■ Written problem: From the listing below, keep only the lines that contain the word "ocean" and copy each one out.

━━━ Record extracts

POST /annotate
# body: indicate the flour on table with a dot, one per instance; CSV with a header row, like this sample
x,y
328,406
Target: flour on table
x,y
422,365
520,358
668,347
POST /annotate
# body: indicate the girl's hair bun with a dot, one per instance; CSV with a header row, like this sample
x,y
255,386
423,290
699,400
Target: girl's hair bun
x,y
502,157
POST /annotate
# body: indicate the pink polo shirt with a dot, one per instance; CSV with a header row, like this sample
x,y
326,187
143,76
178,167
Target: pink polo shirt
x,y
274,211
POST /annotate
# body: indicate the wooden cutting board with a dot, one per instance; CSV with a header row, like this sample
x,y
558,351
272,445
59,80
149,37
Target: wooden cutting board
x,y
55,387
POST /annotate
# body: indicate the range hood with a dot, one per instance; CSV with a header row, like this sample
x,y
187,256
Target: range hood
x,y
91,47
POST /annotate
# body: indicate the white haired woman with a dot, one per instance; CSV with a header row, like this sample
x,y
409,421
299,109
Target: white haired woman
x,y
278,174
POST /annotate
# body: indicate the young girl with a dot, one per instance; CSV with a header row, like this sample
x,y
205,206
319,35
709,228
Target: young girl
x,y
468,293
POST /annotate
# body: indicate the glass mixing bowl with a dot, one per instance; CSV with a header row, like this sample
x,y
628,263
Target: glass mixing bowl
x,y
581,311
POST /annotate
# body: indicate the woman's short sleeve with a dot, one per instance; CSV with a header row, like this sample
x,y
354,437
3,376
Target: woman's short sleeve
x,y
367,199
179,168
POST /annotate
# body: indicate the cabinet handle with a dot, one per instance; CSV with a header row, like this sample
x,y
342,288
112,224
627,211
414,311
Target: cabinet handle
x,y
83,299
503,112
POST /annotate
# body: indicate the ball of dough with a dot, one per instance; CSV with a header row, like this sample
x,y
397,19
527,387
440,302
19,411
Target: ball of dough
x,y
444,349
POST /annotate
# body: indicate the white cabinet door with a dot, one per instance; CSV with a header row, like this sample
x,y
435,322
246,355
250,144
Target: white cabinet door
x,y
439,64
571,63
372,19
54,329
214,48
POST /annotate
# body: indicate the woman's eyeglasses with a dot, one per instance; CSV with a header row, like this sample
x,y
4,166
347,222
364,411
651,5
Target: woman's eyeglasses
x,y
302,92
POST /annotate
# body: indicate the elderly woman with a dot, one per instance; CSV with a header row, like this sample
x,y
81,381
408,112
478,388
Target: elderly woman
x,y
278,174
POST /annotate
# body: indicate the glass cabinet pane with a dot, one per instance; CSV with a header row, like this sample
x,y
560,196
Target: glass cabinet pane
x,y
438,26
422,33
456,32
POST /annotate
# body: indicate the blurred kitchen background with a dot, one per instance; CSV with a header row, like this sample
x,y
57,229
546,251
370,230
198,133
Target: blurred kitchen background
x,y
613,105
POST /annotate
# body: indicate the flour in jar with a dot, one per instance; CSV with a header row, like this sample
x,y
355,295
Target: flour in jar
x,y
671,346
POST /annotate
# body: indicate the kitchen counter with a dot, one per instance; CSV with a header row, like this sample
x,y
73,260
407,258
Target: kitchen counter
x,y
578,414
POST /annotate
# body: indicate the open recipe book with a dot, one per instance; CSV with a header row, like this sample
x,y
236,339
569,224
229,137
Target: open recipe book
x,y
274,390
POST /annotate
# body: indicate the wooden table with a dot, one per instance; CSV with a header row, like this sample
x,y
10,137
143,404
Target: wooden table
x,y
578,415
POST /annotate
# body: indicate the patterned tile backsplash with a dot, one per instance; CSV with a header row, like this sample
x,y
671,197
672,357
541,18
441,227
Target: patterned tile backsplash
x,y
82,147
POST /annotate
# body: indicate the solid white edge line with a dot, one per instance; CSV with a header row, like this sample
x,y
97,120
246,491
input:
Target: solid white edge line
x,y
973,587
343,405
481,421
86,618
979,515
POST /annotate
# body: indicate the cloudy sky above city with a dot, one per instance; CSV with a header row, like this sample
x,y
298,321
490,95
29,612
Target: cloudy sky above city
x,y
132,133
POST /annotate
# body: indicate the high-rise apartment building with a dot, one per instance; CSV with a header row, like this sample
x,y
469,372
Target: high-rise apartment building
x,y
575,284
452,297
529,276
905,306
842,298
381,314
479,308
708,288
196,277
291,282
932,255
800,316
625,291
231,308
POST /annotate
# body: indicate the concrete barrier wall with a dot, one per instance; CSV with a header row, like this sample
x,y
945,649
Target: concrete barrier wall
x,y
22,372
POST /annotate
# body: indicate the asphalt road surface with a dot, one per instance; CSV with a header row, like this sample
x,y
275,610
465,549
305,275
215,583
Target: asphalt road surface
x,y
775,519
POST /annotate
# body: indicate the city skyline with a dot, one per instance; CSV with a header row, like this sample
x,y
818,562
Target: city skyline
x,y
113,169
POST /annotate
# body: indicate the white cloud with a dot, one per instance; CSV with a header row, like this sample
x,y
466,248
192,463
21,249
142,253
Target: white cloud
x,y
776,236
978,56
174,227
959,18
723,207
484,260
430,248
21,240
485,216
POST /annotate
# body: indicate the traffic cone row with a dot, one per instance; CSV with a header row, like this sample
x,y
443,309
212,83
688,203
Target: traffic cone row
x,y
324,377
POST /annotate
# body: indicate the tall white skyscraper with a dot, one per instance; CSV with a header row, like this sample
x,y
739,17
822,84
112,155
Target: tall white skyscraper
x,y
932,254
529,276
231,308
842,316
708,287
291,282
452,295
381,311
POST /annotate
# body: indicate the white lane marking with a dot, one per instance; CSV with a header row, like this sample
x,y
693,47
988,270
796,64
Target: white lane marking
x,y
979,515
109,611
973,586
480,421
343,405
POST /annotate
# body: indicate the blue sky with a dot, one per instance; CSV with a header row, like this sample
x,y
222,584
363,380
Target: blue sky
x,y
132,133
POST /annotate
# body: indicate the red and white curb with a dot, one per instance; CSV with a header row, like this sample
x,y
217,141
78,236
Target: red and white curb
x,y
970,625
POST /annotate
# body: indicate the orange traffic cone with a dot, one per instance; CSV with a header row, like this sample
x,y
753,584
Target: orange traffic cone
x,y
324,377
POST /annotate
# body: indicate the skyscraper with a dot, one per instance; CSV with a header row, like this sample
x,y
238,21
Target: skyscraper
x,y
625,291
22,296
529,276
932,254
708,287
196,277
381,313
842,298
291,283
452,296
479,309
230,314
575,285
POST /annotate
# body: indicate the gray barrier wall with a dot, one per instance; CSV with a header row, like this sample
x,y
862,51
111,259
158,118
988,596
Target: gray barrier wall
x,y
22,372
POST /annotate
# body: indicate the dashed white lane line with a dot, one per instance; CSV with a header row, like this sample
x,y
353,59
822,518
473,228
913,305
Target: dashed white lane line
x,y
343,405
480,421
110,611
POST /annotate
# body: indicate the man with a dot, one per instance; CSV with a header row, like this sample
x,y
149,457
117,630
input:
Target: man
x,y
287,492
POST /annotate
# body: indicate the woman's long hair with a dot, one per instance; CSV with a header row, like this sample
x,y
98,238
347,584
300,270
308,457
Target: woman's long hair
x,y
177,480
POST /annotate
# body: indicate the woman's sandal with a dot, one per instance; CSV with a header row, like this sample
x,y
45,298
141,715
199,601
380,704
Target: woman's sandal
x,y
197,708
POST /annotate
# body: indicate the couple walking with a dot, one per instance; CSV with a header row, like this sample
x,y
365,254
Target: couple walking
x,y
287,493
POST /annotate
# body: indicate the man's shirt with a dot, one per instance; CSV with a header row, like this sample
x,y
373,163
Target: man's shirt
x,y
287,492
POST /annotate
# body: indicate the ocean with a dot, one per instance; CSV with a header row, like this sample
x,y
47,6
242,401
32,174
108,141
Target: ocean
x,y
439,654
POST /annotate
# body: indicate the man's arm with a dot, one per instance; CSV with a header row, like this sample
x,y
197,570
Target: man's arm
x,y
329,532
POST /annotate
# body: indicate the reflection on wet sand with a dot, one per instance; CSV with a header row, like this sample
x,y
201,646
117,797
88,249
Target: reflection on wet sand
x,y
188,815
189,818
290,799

━━━━━━

■ Finished task:
# body: indicate the ocean with a dot, one per instance; CSV with a header row, like this sample
Target: ocean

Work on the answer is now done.